The problem:
Count the lines below that contain the word "locate" and give only that number.

--- Input data Enclosed Below ---

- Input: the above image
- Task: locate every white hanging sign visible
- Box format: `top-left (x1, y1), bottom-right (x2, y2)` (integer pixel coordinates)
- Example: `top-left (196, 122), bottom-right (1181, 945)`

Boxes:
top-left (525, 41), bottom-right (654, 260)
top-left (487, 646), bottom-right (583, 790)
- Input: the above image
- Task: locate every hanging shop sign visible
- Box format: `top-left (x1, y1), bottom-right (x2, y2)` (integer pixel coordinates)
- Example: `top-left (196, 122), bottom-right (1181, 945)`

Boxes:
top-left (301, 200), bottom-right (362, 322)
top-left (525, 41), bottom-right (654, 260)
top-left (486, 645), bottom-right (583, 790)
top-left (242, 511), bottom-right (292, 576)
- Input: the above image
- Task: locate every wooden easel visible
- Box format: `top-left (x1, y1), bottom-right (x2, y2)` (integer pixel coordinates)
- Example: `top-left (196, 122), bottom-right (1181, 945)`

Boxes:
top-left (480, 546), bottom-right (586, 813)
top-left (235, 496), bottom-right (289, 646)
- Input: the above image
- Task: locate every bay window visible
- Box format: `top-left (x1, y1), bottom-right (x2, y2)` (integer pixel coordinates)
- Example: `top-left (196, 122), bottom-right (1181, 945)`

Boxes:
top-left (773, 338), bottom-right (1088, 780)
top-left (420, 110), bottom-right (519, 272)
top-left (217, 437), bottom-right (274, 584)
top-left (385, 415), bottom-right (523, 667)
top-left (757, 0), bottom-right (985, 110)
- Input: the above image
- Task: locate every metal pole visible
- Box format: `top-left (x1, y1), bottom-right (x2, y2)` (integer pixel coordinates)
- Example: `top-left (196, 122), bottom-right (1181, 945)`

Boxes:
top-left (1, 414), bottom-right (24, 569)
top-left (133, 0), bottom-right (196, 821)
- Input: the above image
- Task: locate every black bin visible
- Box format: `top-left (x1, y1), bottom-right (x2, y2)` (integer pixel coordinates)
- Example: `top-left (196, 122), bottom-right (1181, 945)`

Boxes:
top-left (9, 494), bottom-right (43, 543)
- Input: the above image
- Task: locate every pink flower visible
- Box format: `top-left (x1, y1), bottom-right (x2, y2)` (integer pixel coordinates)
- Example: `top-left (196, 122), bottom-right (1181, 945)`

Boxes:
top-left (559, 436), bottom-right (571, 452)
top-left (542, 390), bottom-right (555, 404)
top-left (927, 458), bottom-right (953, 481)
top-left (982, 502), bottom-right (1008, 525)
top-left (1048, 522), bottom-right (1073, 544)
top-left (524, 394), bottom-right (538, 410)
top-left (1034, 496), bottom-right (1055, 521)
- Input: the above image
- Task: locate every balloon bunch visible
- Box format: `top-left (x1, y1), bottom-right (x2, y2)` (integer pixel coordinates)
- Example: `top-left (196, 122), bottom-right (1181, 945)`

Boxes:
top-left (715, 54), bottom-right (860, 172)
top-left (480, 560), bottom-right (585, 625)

--- End of Enclosed Input data ---

Solution for this exercise:
8